◆ TEXT PROVIDED ◆
==============================
Speaking of presentation, the graphics and backgrounds are very crisp and the game on the whole looks pseudo-retro, in my opinion anyway. It feels almost nostalgic (pretty funny for a series I've never even played, eh?) with the hand-drawn graphics and such that come off somewhere between "then" and now. The story progresses by you moving throughout Tokyo trying to figure a way out before a demon lord is summoned. I won't reveal too much here, but the normal goings on, er go on. You navigate the map and talk to people, battles ensue, you help people, and there are branching points that add replay value to an already interesting and deep game. Goals other than "slaughter everything in sight" keep things good, too.

The story is intriguing without revealing too much at one time and without keeping the player in the dark so much that they don't know what's going on. As well, despite the anime characterizations the story doesn't get obnoxious with characters fighting for a whole paragraph to the extent that it detracts from the story like other games I've seen that have anime archetypes for characters. (And this one is full of em, the nerdy best friend of the hero that naturally butts heads with the typical self-reliant moe girl with big breasts type that whines a moderate amount, the self-sacrifcing stoic type with a "secret", etc), but nor does it get like survival horror scary either. It seems just dark enough, with an added element (and I suspect that this is on purpose) of naivete on the characters' part where they complain about not having cell phones or power or whatever. They complain about it like they've taken it for granted and their world has been shattered, but they don't curl up into a ball and die - they adapt gradually. And for "typical anime characterizations" these kids are sure "real". Like I said above, it has its moments where it gets silly, but for the most part they act like people that aren't total idiots, would in a crisis. And speaking of anime characterizations, whoever did the translation did an excellent job. And I say translation as opposed to localization because they want you to know that the game takes place in Japan. They leave cultural references in, they leave the word otaku in, they leave the word cosplay in, manga? anime? check. It gave me a chuckle when I saw "shut-in", I said to myself, "Not brave enough to leave hikikomori in, eh?" There is one Japanese word that they left untranslated that really blew me away and I cannot remember for the life of me what it is. FINALLY a company/translator gets that certain people play certain games and you don't have to boil everything down to the stupidest and most localized level for the dumbass masses who will chances are never even see this game let alone play it. I would rather have a game retain jokes I don't get and then have to research so I gain some cultural knowledge, over mangling it into something that's not funny to anyone and misses on all levels.
==============================
◆ Stored data ◆
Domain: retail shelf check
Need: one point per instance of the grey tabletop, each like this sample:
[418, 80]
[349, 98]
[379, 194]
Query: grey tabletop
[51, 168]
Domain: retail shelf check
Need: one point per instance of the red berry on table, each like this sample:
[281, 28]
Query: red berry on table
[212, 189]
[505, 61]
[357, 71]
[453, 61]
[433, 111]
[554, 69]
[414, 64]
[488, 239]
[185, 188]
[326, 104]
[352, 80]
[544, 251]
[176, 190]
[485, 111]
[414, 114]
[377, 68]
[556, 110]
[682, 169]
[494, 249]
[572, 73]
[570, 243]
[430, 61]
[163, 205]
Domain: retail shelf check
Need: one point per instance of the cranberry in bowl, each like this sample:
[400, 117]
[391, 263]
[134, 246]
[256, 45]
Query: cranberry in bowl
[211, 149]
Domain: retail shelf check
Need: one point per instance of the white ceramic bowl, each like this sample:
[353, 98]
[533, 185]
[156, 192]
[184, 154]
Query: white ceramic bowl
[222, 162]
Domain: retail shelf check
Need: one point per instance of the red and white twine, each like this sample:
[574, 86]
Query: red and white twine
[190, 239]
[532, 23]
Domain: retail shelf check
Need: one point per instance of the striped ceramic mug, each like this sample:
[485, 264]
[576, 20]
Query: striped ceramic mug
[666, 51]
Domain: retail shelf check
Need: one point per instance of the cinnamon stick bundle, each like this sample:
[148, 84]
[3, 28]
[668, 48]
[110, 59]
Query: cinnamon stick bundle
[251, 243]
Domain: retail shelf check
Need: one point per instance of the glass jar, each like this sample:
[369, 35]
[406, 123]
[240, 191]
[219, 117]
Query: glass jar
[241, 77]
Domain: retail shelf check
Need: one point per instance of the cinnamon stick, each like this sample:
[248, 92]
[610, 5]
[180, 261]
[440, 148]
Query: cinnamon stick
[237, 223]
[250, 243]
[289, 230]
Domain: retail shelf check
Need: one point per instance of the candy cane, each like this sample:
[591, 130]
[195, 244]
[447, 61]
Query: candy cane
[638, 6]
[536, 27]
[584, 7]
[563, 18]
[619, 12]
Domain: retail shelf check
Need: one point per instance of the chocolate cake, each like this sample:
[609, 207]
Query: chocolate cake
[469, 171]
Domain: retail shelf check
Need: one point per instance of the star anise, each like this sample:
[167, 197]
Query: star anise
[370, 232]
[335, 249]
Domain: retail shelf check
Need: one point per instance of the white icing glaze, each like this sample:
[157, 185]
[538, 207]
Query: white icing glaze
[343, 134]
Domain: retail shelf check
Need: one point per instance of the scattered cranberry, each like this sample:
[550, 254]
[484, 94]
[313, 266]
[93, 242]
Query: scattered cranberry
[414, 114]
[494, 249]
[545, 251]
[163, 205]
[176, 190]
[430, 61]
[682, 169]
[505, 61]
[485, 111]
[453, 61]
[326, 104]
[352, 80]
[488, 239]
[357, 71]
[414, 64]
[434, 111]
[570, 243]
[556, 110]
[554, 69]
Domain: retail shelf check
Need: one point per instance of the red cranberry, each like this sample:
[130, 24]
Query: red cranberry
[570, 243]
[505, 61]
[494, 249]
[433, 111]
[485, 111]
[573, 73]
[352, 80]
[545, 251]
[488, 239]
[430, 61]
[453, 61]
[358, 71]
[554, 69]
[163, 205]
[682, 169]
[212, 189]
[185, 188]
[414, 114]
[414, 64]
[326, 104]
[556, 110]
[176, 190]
==============================
◆ WORK TO COMPLETE ◆
In the game review, what word appears in the translation where the reviewer expected "hikikomori"?

◆ SOLUTION ◆
"Shut-in."